Exercise goal =>
Reproduce the passage of the DaxVM paper summary starting with "This paper proposes" and going on through "for direct-mapped NVM.".

Quoted text =>
########################################

DaxVM: Stressing the Limits of Memory as a File Interface
- Hide Paper Summary
Link: https://ieeexplore.ieee.org/document/9923852/
Year: MICRO 2022
Keyword: Virtual Memory; NVM; mmap
Highlights:
-
mmap()’ed files do not necessarily have better access performance than using traditional interface, due to reasons such as page fault handling, kernel lock contention, and dirty bit tracking.
-
On x86, the page table of a mapped file can be constructed as physical pages are allocated to the file because the page table is a radix tree and hence does not need the virtual address explicitly. The pre-populated page table can be plugged into the process page table with constant cost (but only at aligned offsets).
-
Most file accesses are ephemeral, meaning that many virtual pages will be recycled fast. These virtual pages can be maintained in an ephemeral heap separately from the regular virtual addresses.
-
TLB shootdowns, as a result of munmap(), can be batched for multiple files and implemented as flushing the entire TLB. This approach may expose certain security risks. though, and must be used carefully.
-
Many NVM applications track the dirty status of addresses with user-space protocols, making kernel tracking redundant. We can optionally remove kernel dirty status tracking in this scenario to avoid the page fault overhead.
-
Blocks can be zeroed in the background when they are recycled, hence also eliminating the overhead from the critical path.
Comments:
- The pre-populated page table assumes that the NVM storage is always mapped at the same physical address. This behavior, however, may not be guaranteed especially if the NVM device is installed on a different system where existing NVM devices are already installed. Besides, it breaks the compatibility of the file system as a page table generated on x86 system cannot work on ARM. The second issue is easy to solve – if compatibility is a concern then the default mmap() behavior is restored.
This paper proposes DaxVM, a virtual memory abstraction that facilitates the user scenarios of direct-mapped NVM. DaxVM is motivated by the fact that traditional virtual memory interfaces, i.e., mmap() and munmap(), are not implemented properly for direct-mapped NVM due to their original purpose of supporting disk-file-based mapping or anonymous mapping. As a result, applications may suffer issues such as paging overhead, kernel lock contention, expensive operations on the critical path, and so on. As a solution, the paper proposes changing the implementation of virtual memory interfaces as well as adding new interfaces in order to optimize system performance for direct-mapped NVM.

########################################

Record extracts =>
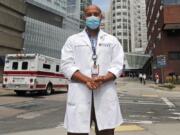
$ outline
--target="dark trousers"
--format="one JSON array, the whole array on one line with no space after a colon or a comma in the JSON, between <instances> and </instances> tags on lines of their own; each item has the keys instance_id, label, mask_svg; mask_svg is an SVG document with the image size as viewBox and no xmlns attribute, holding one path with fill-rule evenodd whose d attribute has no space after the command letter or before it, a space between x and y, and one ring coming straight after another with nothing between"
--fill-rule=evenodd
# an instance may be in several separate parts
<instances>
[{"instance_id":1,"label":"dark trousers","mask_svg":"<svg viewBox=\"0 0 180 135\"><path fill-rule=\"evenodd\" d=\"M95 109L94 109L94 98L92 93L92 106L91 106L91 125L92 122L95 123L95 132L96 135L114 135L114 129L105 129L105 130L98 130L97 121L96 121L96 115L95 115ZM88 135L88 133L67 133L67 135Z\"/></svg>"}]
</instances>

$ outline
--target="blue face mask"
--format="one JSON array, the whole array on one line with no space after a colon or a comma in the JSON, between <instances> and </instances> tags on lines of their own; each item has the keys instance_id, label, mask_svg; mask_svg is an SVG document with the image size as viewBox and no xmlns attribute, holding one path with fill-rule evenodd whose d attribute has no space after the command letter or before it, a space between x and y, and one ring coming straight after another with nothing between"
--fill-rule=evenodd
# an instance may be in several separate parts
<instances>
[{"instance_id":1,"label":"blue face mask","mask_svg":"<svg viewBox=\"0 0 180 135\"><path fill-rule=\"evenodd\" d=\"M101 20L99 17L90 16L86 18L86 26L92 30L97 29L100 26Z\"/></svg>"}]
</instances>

########################################

Response to the task =>
This paper proposes DaxVM, a virtual memory abstraction that facilitates the user scenarios of direct-mapped NVM. DaxVM is motivated by the fact that traditional virtual memory interfaces, i.e., mmap() and munmap(), are not implemented properly for direct-mapped NVM due to their original purpose of supporting disk-file-based mapping or anonymous mapping. As a result, applications may suffer issues such as paging overhead, kernel lock contention, expensive operations on the critical path, and so on. As a solution, the paper proposes changing the implementation of virtual memory interfaces as well as adding new interfaces in order to optimize system performance for direct-mapped NVM.